▶ WHAT THE TASK REQUIRES: From the first line of the records below through the line with "of the ribbed", output each line exactly; skip the pictures.

[Image-grounded pointing data]
____________________

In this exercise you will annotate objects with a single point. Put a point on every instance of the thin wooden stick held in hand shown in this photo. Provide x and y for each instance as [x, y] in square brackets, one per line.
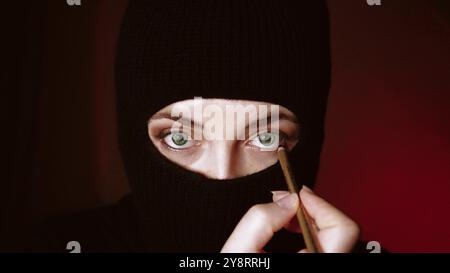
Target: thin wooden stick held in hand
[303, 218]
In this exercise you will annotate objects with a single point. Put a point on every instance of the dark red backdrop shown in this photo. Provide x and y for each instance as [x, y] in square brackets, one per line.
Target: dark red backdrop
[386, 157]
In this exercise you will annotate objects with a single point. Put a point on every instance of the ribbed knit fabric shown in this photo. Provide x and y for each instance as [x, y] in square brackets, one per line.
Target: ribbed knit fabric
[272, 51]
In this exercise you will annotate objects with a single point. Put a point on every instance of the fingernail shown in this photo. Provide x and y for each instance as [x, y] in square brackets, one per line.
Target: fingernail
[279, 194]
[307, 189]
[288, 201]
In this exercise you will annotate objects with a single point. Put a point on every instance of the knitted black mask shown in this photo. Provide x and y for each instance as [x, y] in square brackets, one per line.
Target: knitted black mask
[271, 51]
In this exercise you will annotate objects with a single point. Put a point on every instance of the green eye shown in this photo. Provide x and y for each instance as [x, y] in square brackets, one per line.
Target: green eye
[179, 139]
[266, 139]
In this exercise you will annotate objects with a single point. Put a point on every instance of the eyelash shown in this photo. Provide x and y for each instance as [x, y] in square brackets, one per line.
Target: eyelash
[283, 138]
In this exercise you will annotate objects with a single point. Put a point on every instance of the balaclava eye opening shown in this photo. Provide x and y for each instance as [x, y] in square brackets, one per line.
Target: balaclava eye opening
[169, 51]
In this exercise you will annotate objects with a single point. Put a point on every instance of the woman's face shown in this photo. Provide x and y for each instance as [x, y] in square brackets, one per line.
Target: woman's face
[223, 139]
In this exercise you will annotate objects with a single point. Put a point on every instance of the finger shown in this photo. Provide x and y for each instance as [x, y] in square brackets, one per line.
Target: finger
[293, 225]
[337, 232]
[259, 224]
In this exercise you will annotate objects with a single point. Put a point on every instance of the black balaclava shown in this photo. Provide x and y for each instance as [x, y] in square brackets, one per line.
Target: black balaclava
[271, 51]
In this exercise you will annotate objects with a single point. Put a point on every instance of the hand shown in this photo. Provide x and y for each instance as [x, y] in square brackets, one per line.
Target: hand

____________________

▶ RESULT OF THE TASK:
In this exercise you will annotate objects with a single point. Put a point on every instance of the thin wooden stick held in hand shown in this photo. Provide x and y for each instance as [x, y] in square brackets, one per line.
Target: thin wooden stick held in hand
[303, 218]
In this exercise you will annotate objects with a single point. Put a point on every instance of the dark red backdrop shown in this photo. Provide x and y for each instance as [x, y] in square brackets, one per line.
Target: dark red backdrop
[386, 157]
In this exercise you will annotate objects with a single point. Put a point on every instance of the ribbed knit fabric shown in this photo. Provide x and y for each instance as [x, y] in square brackets, one per line.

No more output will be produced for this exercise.